__WORK TO BE COMPLETED__:
Print out the complete set of records below, exactly as they read.

Dataset excerpts

════════════════════

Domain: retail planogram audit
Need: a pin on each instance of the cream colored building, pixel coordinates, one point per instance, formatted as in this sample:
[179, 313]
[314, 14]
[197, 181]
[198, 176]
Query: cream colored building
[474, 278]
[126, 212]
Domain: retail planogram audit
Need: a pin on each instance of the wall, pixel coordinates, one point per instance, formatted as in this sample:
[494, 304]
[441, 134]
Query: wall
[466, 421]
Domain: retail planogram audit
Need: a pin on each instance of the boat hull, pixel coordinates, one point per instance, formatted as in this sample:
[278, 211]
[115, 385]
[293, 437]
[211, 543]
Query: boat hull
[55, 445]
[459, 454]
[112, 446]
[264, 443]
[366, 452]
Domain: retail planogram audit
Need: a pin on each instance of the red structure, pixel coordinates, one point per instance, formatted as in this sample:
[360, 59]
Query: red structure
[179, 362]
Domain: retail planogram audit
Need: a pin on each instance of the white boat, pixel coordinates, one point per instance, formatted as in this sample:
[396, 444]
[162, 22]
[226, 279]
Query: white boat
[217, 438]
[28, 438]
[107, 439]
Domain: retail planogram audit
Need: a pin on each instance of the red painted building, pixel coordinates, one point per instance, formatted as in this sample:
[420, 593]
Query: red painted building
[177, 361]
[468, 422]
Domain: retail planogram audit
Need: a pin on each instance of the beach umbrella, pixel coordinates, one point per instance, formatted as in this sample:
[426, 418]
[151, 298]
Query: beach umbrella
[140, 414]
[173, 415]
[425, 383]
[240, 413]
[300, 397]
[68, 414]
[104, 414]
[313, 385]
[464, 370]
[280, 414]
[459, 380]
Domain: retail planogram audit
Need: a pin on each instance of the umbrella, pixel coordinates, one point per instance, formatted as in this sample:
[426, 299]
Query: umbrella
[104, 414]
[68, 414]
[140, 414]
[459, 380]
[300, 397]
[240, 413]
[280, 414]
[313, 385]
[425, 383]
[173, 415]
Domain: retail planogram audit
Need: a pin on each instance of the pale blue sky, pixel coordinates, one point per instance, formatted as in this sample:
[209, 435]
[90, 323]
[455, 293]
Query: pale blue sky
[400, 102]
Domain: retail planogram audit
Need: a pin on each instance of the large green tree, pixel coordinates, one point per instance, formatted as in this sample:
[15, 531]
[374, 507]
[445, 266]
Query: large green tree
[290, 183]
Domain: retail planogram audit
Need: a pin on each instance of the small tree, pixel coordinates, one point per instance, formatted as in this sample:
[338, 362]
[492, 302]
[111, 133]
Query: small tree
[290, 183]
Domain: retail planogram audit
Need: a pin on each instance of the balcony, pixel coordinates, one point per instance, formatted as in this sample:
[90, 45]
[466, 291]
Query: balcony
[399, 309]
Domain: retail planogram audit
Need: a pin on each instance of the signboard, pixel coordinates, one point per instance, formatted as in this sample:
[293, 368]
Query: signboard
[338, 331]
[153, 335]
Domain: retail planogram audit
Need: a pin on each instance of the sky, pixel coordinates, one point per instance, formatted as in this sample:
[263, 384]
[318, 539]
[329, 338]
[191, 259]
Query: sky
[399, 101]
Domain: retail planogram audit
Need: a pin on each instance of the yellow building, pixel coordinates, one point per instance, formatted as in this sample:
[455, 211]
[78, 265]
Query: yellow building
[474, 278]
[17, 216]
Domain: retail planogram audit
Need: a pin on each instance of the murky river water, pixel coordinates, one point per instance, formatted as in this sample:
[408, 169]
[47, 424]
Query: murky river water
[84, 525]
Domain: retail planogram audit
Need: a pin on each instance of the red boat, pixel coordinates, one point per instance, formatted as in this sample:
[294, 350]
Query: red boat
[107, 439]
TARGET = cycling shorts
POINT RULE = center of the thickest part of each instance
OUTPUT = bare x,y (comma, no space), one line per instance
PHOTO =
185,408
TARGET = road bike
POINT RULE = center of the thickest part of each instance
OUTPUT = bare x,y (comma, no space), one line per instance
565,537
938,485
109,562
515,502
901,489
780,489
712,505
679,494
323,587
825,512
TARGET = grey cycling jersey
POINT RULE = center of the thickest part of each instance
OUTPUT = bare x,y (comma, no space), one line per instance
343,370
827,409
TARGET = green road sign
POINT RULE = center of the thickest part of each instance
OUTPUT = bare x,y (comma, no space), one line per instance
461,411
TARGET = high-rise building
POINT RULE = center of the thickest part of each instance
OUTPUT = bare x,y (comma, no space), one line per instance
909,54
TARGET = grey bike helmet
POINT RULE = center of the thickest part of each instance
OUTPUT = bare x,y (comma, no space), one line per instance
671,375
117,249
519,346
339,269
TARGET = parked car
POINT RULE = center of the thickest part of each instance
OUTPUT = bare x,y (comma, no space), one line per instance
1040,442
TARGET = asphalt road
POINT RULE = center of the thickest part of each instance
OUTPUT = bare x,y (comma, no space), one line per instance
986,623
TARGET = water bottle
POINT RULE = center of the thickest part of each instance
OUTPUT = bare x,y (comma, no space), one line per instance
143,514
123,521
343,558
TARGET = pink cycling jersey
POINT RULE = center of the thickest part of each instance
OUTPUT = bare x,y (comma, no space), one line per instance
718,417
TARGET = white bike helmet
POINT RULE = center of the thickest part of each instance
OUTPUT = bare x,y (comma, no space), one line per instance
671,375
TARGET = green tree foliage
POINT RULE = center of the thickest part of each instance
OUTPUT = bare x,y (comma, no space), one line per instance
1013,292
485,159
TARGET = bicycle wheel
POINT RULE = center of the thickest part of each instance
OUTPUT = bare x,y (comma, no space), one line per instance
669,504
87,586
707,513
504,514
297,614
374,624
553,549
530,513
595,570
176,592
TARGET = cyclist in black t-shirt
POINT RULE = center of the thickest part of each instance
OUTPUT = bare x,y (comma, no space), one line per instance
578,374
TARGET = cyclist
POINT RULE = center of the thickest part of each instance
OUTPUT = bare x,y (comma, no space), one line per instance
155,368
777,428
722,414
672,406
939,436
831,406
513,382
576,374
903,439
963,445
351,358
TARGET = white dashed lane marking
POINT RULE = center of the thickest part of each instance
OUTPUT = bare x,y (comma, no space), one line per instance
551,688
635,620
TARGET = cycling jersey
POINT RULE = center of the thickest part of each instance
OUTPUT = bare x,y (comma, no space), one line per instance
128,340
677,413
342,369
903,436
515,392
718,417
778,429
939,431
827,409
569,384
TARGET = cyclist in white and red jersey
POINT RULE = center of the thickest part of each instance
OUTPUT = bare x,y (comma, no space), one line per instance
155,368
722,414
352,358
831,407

════════════════════

__ANSWER BOX__:
Domain: retail planogram audit
Need: a pin on each instance of the cream colored building, pixel coordinates, one point per instance, formatted as in this sample:
[179, 313]
[314, 14]
[197, 181]
[198, 176]
Query: cream colored building
[474, 278]
[126, 212]
Domain: retail planogram audit
Need: a pin on each instance of the wall, pixel coordinates, one point per instance, formatted as in this sample:
[494, 304]
[441, 134]
Query: wall
[466, 421]
Domain: retail planogram audit
Need: a pin on each instance of the boat hull, pixel coordinates, one point per instance, formatted as in this sample:
[278, 211]
[115, 385]
[293, 437]
[211, 543]
Query: boat hull
[55, 445]
[459, 454]
[112, 446]
[264, 443]
[366, 452]
Domain: retail planogram audit
Need: a pin on each instance of the red structure, pixel coordinates, one point per instance, formatted as in this sample:
[360, 59]
Query: red structure
[179, 362]
Domain: retail planogram audit
Need: a pin on each instance of the white boat, pixel coordinates, one point per instance, formatted as in this sample:
[396, 444]
[162, 22]
[226, 279]
Query: white boat
[217, 438]
[28, 438]
[107, 439]
Domain: retail planogram audit
Need: a pin on each instance of the red painted building, pixel coordinates, one point per instance, formatted as in this sample:
[420, 593]
Query: red painted building
[177, 361]
[468, 422]
Domain: retail planogram audit
Need: a pin on each instance of the beach umbrella, pixel coordinates, one point per instance, formatted as in this sample:
[426, 418]
[151, 298]
Query: beach umbrella
[140, 414]
[173, 415]
[425, 383]
[240, 413]
[300, 397]
[68, 414]
[104, 414]
[313, 385]
[464, 370]
[280, 414]
[459, 380]
Domain: retail planogram audit
Need: a pin on each instance of the umbrella, pixel coordinates, one point per instance, formatted as in this sample:
[426, 299]
Query: umbrella
[104, 414]
[68, 414]
[140, 414]
[459, 380]
[300, 397]
[240, 413]
[280, 414]
[313, 385]
[425, 383]
[173, 415]
Domain: retail planogram audit
Need: a pin on each instance of the pale blue sky, pixel coordinates, one point per instance, formatted as in this sample:
[209, 435]
[90, 323]
[455, 293]
Query: pale blue sky
[400, 102]
Domain: retail planogram audit
Need: a pin on each instance of the large green tree, pixel coordinates, one point per instance, formatted as in this sample:
[15, 531]
[374, 507]
[445, 266]
Query: large green tree
[290, 183]
Domain: retail planogram audit
Need: a pin on each instance of the small tree, pixel coordinates, one point per instance, formatted as in this sample:
[338, 362]
[492, 302]
[111, 133]
Query: small tree
[290, 183]
Domain: retail planogram audit
Need: a pin on each instance of the balcony, pixel coordinates, one point per instance, formatted as in this sample:
[90, 45]
[466, 291]
Query: balcony
[399, 309]
Domain: retail planogram audit
Need: a pin on each instance of the signboard, pixel coordinates, one point per instance, formatted as in this sample:
[293, 368]
Query: signboard
[338, 331]
[153, 335]
Domain: retail planogram audit
Need: a pin on each instance of the sky, pixel coordinates, one point per instance, formatted as in this sample:
[263, 384]
[318, 539]
[329, 338]
[191, 259]
Query: sky
[399, 101]
Domain: retail planogram audit
Need: a pin on each instance of the yellow building, pixel coordinates, one point per instance, formatted as in this sample:
[455, 211]
[78, 265]
Query: yellow building
[474, 278]
[17, 216]
Domain: retail planogram audit
Need: a pin on each instance of the murky river water, pixel coordinates, one point per instance, formatted as in this sample:
[408, 169]
[47, 424]
Query: murky river water
[84, 525]
Domain: retail planogram audit
Need: a pin on each instance of the red boat, pixel coordinates, one point per instance, formatted as in this sample:
[294, 350]
Query: red boat
[107, 439]
TARGET = cycling shorts
POINT RULE = center of the thickest part of each instance
OUTPUT = bare x,y (comma, no space), one line per instance
PHOTO =
185,408
TARGET = road bike
POINT RULE = center of the thickest part of each instance
OUTPUT = bare x,y (comma, no space), one line per instance
565,537
938,485
109,562
515,502
901,489
780,489
712,505
679,494
323,587
825,512
TARGET = grey cycling jersey
POINT RULE = center of the thickest part of each instance
OUTPUT = bare x,y (comma, no space), one line per instance
343,370
827,409
TARGET = green road sign
POINT RULE = center of the thickest part of each instance
OUTPUT = bare x,y (comma, no space), one line per instance
461,411
TARGET = high-rise building
POINT RULE = center of the thickest part of each instance
OUTPUT = bare x,y (comma, no space), one line per instance
909,54
TARGET = grey bike helmet
POINT RULE = center of the thickest part of each instance
OUTPUT = bare x,y (comma, no space), one line per instance
671,375
117,249
519,346
339,269
TARGET = parked car
POINT RULE = center of the thickest part of each instance
OUTPUT = bare x,y (comma, no space), one line per instance
1040,442
TARGET = asphalt road
POINT RULE = center of the thickest part of each instance
OUTPUT = bare x,y (comma, no space), one line per instance
986,623
TARGET = water bottle
POINT RULE = center of the thickest part of each instance
OUTPUT = bare x,y (comma, no space), one line per instance
143,514
123,521
343,558
TARGET = pink cycling jersey
POINT RULE = center of the thickest part of each instance
OUTPUT = bare x,y (comma, no space), one line per instance
718,417
TARGET = white bike helmet
POINT RULE = center of the thickest part of each instance
OUTPUT = bare x,y (comma, no space), one line per instance
671,375
TARGET = green tree foliage
POINT RULE = center of the thickest part of each instance
OUTPUT = bare x,y (comma, no space), one line per instance
1013,292
485,159
TARGET = bicycle wheel
POINT RULE = center of the thickest part of each instance
OUTPUT = bare x,y (comma, no space), one line per instance
669,504
87,586
707,513
504,514
297,614
374,624
553,549
530,513
595,570
176,592
TARGET = cyclist in black t-shirt
POINT RULE = center of the thickest part of each instance
OUTPUT = bare x,y (comma, no space), one line per instance
578,374
TARGET = cyclist
POINT RULE = center of the thickest part of each instance
OUTPUT = bare x,y (comma, no space), one line per instance
155,368
777,428
722,414
672,406
939,436
831,406
513,382
576,374
903,439
963,445
351,358
TARGET = white dashed lane marking
POINT RULE = center of the thickest part of each instance
OUTPUT = bare x,y (comma, no space), one line per instance
551,688
635,620
TARGET = cycling jersey
POINT RULE = center of the thickest part of each instance
OUTPUT = bare x,y (comma, no space), one line per instance
128,340
677,413
342,369
903,436
515,392
718,417
778,429
939,431
827,409
569,384
TARGET = cyclist in white and red jersey
POINT RULE = center of the thickest part of each instance
OUTPUT = bare x,y (comma, no space), one line per instance
155,368
722,414
352,358
831,407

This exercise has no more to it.